_What you have to do_
Instruction for the data below: set down exactly the lines from the line with "Where can you see the golden" to the line with "Where can you see the focaccia", inclusive, and no others.

(Natural-language object grounding data)
-- Opening Marker --

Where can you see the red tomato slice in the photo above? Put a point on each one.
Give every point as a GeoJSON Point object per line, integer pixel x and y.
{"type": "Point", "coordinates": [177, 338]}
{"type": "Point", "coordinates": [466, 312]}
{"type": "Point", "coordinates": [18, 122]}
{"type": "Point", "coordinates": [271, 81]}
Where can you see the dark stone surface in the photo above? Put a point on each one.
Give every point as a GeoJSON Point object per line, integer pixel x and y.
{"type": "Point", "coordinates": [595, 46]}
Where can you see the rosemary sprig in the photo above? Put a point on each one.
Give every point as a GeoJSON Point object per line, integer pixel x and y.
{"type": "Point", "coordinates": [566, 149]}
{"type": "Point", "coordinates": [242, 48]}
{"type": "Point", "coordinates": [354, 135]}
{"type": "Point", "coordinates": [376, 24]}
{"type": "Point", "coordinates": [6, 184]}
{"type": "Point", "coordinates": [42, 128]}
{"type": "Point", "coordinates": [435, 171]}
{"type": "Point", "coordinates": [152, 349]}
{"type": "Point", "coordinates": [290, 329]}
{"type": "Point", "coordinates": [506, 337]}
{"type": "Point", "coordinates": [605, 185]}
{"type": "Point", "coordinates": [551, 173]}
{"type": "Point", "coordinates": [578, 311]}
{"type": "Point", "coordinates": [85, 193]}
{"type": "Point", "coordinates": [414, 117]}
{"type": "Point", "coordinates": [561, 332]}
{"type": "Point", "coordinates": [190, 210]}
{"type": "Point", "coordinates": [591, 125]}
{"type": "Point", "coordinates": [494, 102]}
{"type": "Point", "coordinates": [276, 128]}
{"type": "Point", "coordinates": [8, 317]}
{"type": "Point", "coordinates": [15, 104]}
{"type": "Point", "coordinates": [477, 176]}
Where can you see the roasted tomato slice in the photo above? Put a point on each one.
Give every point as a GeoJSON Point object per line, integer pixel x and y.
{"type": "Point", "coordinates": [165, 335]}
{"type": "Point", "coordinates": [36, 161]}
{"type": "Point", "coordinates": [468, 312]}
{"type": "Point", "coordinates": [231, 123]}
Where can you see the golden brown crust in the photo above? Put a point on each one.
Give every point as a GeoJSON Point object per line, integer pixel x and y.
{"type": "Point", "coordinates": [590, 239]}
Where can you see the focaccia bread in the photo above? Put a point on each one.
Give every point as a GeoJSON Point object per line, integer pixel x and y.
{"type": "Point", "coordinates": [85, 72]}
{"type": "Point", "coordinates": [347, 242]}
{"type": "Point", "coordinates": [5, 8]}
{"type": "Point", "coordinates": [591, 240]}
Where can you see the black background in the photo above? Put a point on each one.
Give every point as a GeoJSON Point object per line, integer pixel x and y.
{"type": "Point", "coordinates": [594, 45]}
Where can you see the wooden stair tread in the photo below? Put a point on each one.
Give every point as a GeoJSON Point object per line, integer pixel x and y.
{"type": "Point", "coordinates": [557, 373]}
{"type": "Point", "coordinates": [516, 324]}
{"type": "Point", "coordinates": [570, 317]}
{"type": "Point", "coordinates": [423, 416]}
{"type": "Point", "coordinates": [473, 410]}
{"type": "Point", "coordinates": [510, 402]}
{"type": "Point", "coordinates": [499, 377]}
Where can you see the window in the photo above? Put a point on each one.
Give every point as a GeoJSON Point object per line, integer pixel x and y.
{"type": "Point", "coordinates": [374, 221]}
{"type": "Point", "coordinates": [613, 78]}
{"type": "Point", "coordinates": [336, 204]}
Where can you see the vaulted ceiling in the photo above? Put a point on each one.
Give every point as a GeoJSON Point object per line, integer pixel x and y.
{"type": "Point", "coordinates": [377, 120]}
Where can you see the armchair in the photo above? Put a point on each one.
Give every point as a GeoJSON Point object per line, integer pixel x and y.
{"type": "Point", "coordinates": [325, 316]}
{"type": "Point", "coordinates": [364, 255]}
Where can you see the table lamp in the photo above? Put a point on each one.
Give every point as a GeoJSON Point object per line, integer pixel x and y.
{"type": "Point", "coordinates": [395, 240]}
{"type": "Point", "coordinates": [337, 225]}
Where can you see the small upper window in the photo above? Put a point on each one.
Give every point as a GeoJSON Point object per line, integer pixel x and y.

-- Closing Marker --

_Result for this task_
Where can you see the golden brown crust in the photo above? Put a point on each one.
Give every point as a GeoJSON Point object per line, integer pixel x and y.
{"type": "Point", "coordinates": [590, 239]}
Where can you see the focaccia bread in the photo above? Put a point on each one.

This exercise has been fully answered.